BRONFRAGMENT
======

22 563
Problematiek van de Koerden

nr. 18
BRIEF VAN DE MINISTER VAN BUITENLANDSE ZAKEN

Aan de Voorzitter van de Tweede Kamer der Staten-Generaal

's-Gravenhage, 1 mei 1995

Zoals toegezegd tijdens het Algemeen Overleg dat mijn ambtgenoot van Binnenlandse Zaken en ik hadden met de vaste commissie voor Buitenlandse Zaken op 26 april 1995 inzake de oprichting van het «Koerdisch parlement» (22 563, nr. 16) doe ik u hierbij, mede namens mijn voornoemde ambtgenoot, de antwoorden toekomen op twee vragen die wegens tijdgebrek niet meer aan de orde konden komen.

De vraag is gesteld waarom de heer Ali Sapan, woordvoerder van de PKK, niet in Nederland is gearresteerd terwijl een uitleveringsverzoek van de Turkse overheid aanwezig was. Een dergelijk verzoek is inderdaad aanwezig. De Nederlandse Justitie heeft betrokkene evenwel niet gesignaleerd ter aanhouding doch slechts voor opsporing van zijn verblijfplaats. De reden hiervan is dat betrokkene eerder (juli 1994) enige dagen in Nederland in hechtenis heeft gezeten op grond van een Turks verzoek tot aanhouding. Na enige dagen is hij weer in vrijheid gesteld door de betreffende rechter-commissaris, omdat door Nederland gevraagde nadere informatie uit Turkije niet op tijd beschikbaar was.

======

GEGEVENS
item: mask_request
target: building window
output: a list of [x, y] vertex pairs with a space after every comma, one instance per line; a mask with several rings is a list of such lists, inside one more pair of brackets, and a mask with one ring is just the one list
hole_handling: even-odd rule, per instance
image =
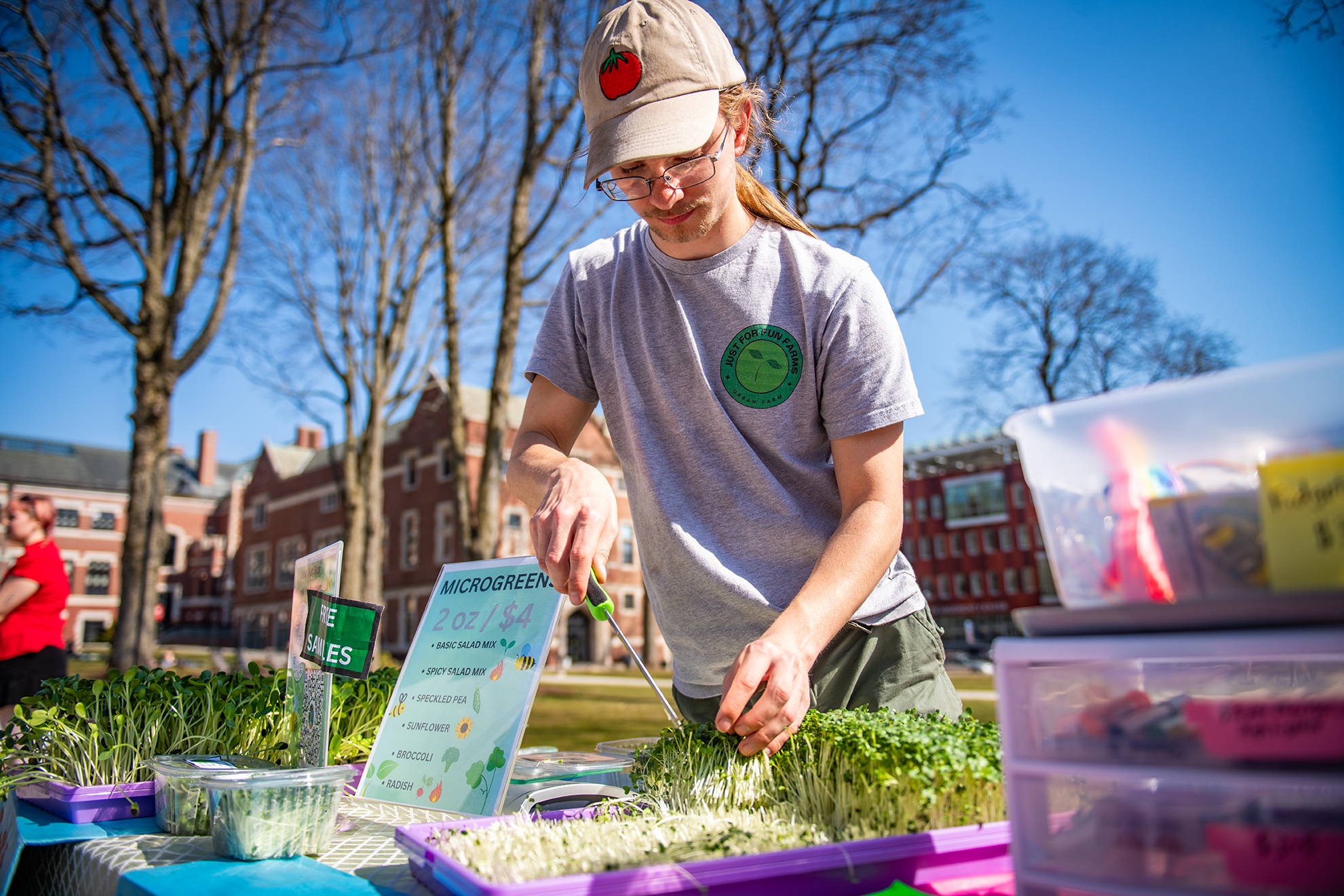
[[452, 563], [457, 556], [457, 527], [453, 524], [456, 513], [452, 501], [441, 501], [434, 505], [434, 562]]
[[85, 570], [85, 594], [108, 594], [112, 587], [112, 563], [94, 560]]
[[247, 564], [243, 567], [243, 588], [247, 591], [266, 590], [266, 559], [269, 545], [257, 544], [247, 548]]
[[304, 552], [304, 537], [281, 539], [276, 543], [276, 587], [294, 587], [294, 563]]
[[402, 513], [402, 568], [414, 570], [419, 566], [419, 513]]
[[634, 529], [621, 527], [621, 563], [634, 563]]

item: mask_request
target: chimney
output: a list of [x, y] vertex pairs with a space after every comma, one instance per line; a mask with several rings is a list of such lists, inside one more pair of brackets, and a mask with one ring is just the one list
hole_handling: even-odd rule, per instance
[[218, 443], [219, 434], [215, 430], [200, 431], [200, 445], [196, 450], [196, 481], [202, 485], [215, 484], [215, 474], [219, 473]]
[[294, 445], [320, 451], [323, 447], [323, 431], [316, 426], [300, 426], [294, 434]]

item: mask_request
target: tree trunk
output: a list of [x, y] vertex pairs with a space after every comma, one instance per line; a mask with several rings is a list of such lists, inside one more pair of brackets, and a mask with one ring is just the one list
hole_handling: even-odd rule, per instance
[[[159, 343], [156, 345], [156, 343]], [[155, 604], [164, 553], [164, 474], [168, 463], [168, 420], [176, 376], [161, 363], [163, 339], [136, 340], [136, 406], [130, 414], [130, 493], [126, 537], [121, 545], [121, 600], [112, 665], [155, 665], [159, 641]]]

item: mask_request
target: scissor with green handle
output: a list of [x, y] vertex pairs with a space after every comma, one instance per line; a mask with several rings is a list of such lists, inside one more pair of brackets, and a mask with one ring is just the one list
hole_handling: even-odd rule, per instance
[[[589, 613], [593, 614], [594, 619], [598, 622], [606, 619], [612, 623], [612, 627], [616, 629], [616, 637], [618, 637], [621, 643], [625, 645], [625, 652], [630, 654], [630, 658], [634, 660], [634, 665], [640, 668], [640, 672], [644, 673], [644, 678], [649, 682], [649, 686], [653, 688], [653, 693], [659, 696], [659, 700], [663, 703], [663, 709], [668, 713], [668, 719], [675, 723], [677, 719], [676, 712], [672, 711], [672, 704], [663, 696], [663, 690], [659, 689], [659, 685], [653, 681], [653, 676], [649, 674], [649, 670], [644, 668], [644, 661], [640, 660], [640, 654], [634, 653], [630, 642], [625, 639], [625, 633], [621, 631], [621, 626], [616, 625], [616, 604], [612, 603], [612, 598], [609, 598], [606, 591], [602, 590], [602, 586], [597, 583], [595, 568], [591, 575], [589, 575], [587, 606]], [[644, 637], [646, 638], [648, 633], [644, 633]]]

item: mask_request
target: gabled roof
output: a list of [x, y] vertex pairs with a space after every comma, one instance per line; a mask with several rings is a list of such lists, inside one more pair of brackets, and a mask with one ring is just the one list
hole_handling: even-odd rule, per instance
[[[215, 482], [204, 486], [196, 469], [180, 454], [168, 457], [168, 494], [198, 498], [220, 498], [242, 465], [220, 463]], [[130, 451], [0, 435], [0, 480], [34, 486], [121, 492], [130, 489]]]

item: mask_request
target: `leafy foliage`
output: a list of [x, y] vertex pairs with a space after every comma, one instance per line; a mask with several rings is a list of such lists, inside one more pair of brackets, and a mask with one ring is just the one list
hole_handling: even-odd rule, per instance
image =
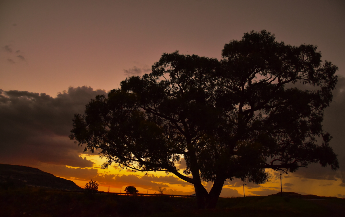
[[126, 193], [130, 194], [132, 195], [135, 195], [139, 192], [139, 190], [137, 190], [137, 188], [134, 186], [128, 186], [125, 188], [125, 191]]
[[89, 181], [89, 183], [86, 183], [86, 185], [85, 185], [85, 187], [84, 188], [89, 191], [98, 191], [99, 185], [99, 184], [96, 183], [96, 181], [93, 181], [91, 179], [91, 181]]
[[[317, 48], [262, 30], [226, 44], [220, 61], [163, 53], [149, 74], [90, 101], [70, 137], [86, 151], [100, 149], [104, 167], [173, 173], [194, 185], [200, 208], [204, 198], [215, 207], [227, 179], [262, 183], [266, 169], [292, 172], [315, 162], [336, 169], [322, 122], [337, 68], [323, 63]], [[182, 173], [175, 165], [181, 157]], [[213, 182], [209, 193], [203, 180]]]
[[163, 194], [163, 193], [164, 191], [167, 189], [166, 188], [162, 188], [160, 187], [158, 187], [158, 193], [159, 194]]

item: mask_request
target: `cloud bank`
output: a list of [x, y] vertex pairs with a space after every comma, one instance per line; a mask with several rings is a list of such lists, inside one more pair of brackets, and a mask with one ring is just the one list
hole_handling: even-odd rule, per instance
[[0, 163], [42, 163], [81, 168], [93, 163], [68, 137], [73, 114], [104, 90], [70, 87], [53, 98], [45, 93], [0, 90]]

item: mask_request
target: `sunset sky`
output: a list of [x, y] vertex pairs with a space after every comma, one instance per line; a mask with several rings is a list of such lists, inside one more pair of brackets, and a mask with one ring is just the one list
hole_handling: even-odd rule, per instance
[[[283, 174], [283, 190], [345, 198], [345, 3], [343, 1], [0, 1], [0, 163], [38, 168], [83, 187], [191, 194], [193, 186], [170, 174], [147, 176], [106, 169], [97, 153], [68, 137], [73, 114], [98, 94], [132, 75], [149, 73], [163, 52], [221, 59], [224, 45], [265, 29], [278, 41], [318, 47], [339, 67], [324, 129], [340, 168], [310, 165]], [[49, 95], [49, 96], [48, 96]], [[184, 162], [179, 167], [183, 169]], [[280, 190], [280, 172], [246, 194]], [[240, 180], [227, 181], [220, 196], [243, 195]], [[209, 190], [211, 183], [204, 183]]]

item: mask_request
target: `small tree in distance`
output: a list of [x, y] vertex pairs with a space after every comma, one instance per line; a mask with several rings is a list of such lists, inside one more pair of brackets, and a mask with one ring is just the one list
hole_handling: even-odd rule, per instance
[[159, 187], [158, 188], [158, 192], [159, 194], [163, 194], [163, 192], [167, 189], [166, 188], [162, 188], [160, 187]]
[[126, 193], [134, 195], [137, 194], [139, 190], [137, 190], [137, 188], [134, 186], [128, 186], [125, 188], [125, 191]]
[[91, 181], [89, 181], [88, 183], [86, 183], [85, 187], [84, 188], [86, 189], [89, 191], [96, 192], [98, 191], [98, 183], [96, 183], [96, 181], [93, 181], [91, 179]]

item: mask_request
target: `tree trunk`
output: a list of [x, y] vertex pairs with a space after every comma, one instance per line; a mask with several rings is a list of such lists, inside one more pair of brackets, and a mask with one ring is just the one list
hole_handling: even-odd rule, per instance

======

TE DOEN
(1) Welke data worden in de brief over de Koerden genoemd? Noem ze allemaal.
(2) Schrijf alles vanaf het begin van de items tot en met de regel met "[[634, 529], [621, 527], [621, 563], [634, 563]]" opnieuw uit, verzoeken inbegrepen, en verhoog daarbij elke coördinaat in de antwoorden met 88. Laat de afbeelding weg.
De brief en de items staan los van elkaar.

DE ANTWOORDEN
(1) 1 mei 1995, 26 april 1995, juli 1994

(2)
item: mask_request
target: building window
output: a list of [x, y] vertex pairs with a space after every comma, one instance per line; a mask with several rings is a list of such lists, inside one more pair of brackets, and a mask with one ring is just the one list
hole_handling: even-odd rule, per instance
image =
[[540, 651], [545, 644], [545, 615], [541, 612], [544, 601], [540, 589], [529, 589], [522, 593], [522, 650]]
[[173, 658], [173, 682], [196, 682], [200, 675], [200, 651], [182, 648]]
[[335, 652], [331, 655], [331, 676], [335, 679], [354, 678], [354, 647], [357, 633], [345, 632], [335, 636]]
[[392, 640], [392, 625], [369, 627], [364, 631], [364, 675], [382, 675], [382, 651]]
[[490, 601], [490, 656], [502, 658], [507, 654], [507, 601]]
[[722, 617], [709, 615], [709, 651], [722, 651]]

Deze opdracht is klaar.